* EXTRAIT FOURNI *
05 avril 2006

Budget 2006 : Martigues doit préparer l'après pétrole

Lors du conseil municipal du 31 mars dernier, le vote du budget 2006 était à l'ordre du jour. Notre groupe est intervenu pour demander qu'une partie des finances communales soit utilisée pour préparer l'avenir, c'est à dire mener une action de développement économique volontariste afin de préparer l'ère de l'après pétrole qui interviendra dans une ou deux décennies, tout au plus. Voici le texte de notre intervention. Nous publierons prochainement le contenu de la réponse négative de la majorité municipale.

"Il y a quelques nuits, j’ai fait un rêve… ou plutôt… un cauchemar !

Je traversais une ville fantôme. Devant moi, se dressait un bâtiment majestueux, mais envahi par les ronces et dont les chauves souris étaient les seuls habitants. Le vent s’engouffrait en rafale par les fenêtres brisées. Un panneau, à moitié décroché, pendait encore sur la façade. On pouvait y lire une inscription partiellement effacée : « Hôtel de ville ».

Soudain, un bruit de moteur s’est fait entendre et un autocar est arrivé. Un groupe de touristes en est descendu. Ils venaient de Dubaï, un de ces émirats du golfe dont les gisements de pétrole, à présent épuisés, avaient fait la fortune. Ils étaient venus visiter une de ces cités, dont l’activité pétrolière avait assuré un temps la prospérité, avant que le déclin de cette source d’énergie ne la précipite vers une mort définitive .

Cette ville, que je parcourais en rêve, s’appelait-elle Martigues ? Je ne l’ai pas su…

Ce petit récit n’est, peut-être, qu’une fiction, mais il pose une question qui est, elle, bien réelle : notre cité ressemblera-t-elle, dans quelques décennies, à cette ville fantôme ou saura-t-elle prendre à temps le tournant de l’après pétrole ?

C’est la question majeure qui se pose aujourd’hui à nous et qui doit donc déterminer les priorités budgétaires de notre commune et de son intercommunalité.

* ENREGISTREMENTS EXTRAITS *
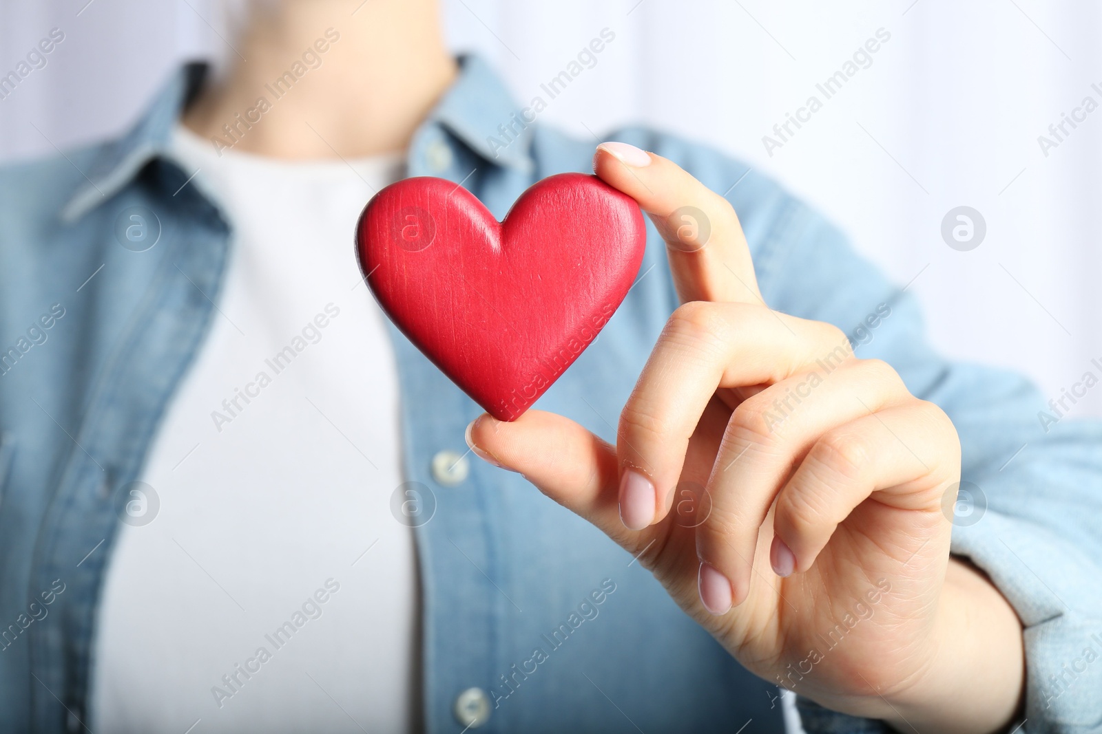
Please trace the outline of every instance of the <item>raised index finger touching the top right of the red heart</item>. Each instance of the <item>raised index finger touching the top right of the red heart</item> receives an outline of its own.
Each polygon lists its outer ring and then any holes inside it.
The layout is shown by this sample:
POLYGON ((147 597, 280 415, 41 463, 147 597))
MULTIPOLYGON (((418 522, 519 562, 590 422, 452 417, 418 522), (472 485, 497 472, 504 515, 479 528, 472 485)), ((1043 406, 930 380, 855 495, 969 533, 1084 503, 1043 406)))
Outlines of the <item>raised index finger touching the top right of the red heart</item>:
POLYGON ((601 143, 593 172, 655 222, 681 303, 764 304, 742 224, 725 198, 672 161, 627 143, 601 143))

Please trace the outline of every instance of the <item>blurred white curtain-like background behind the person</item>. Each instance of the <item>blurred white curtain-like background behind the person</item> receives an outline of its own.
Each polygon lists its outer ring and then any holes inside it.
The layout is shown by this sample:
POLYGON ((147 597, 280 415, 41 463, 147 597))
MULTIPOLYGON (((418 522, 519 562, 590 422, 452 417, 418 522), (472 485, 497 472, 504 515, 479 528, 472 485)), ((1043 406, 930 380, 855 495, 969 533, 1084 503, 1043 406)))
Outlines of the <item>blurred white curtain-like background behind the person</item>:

* CONSIGNES *
Recopiez mot pour mot l'intégralité du texte sur le budget 2006 de Martigues. Ces enregistrements n'ont aucun lien avec le texte.

* ZONE DE RÉPONSE *
05 avril 2006

Budget 2006 : Martigues doit préparer l'après pétrole

Lors du conseil municipal du 31 mars dernier, le vote du budget 2006 était à l'ordre du jour. Notre groupe est intervenu pour demander qu'une partie des finances communales soit utilisée pour préparer l'avenir, c'est à dire mener une action de développement économique volontariste afin de préparer l'ère de l'après pétrole qui interviendra dans une ou deux décennies, tout au plus. Voici le texte de notre intervention. Nous publierons prochainement le contenu de la réponse négative de la majorité municipale.

"Il y a quelques nuits, j’ai fait un rêve… ou plutôt… un cauchemar !

Je traversais une ville fantôme. Devant moi, se dressait un bâtiment majestueux, mais envahi par les ronces et dont les chauves souris étaient les seuls habitants. Le vent s’engouffrait en rafale par les fenêtres brisées. Un panneau, à moitié décroché, pendait encore sur la façade. On pouvait y lire une inscription partiellement effacée : « Hôtel de ville ».

Soudain, un bruit de moteur s’est fait entendre et un autocar est arrivé. Un groupe de touristes en est descendu. Ils venaient de Dubaï, un de ces émirats du golfe dont les gisements de pétrole, à présent épuisés, avaient fait la fortune. Ils étaient venus visiter une de ces cités, dont l’activité pétrolière avait assuré un temps la prospérité, avant que le déclin de cette source d’énergie ne la précipite vers une mort définitive .

Cette ville, que je parcourais en rêve, s’appelait-elle Martigues ? Je ne l’ai pas su…

Ce petit récit n’est, peut-être, qu’une fiction, mais il pose une question qui est, elle, bien réelle : notre cité ressemblera-t-elle, dans quelques décennies, à cette ville fantôme ou saura-t-elle prendre à temps le tournant de l’après pétrole ?

C’est la question majeure qui se pose aujourd’hui à nous et qui doit donc déterminer les priorités budgétaires de notre commune et de son intercommunalité.